Dataset items
* * * * * * *

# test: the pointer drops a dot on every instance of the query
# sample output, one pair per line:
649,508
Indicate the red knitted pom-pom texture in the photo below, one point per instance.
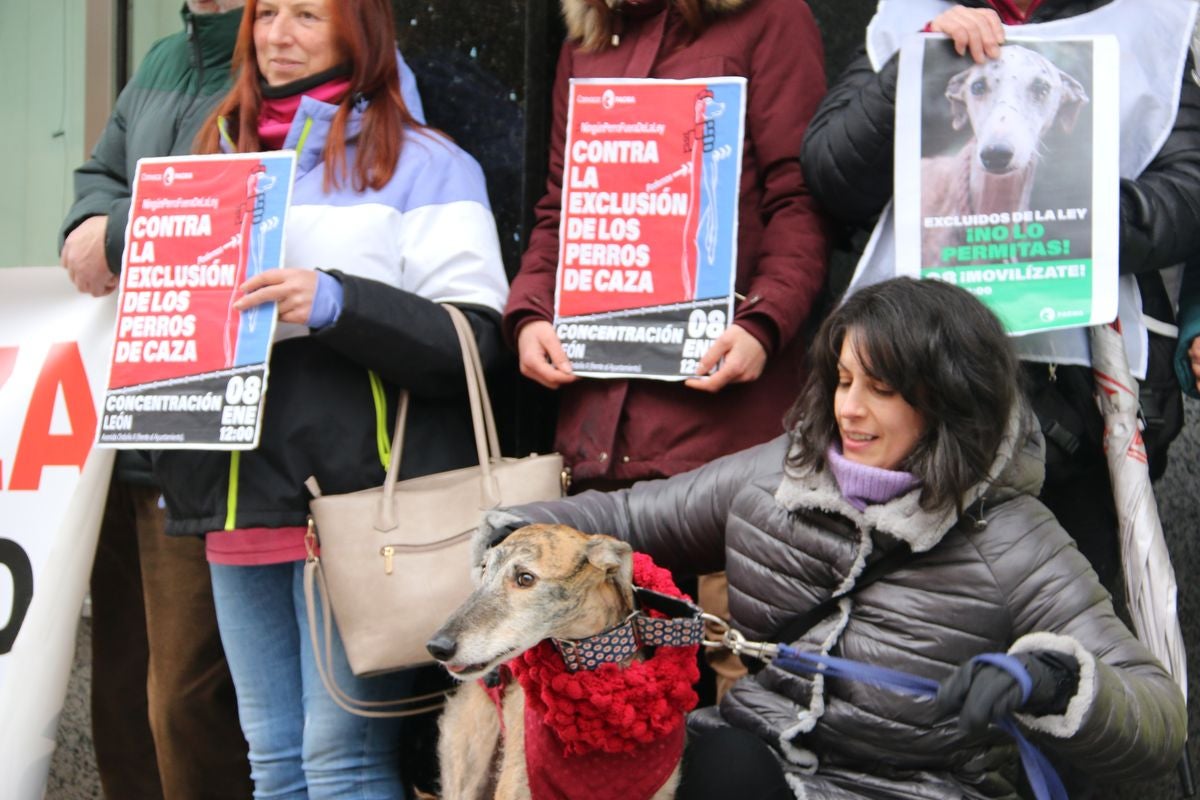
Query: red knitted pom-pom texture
612,709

* * * * * * *

The task:
Rescale the items above by writing out every line again, requests included, with each point coordinate in the answers multiplied by 0.65 and rounded to a whole number (halves round up). Keep all other numbers, including the sample output, unchanged, and leave out the picture lines.

Written response:
# test: the pointer drops a dot on every instance of the query
# sample output, one pair per line:
649,508
Indicate the red knitted pom-pom texture in the photo below, one point per instance.
Query: red knitted pom-pom texture
398,461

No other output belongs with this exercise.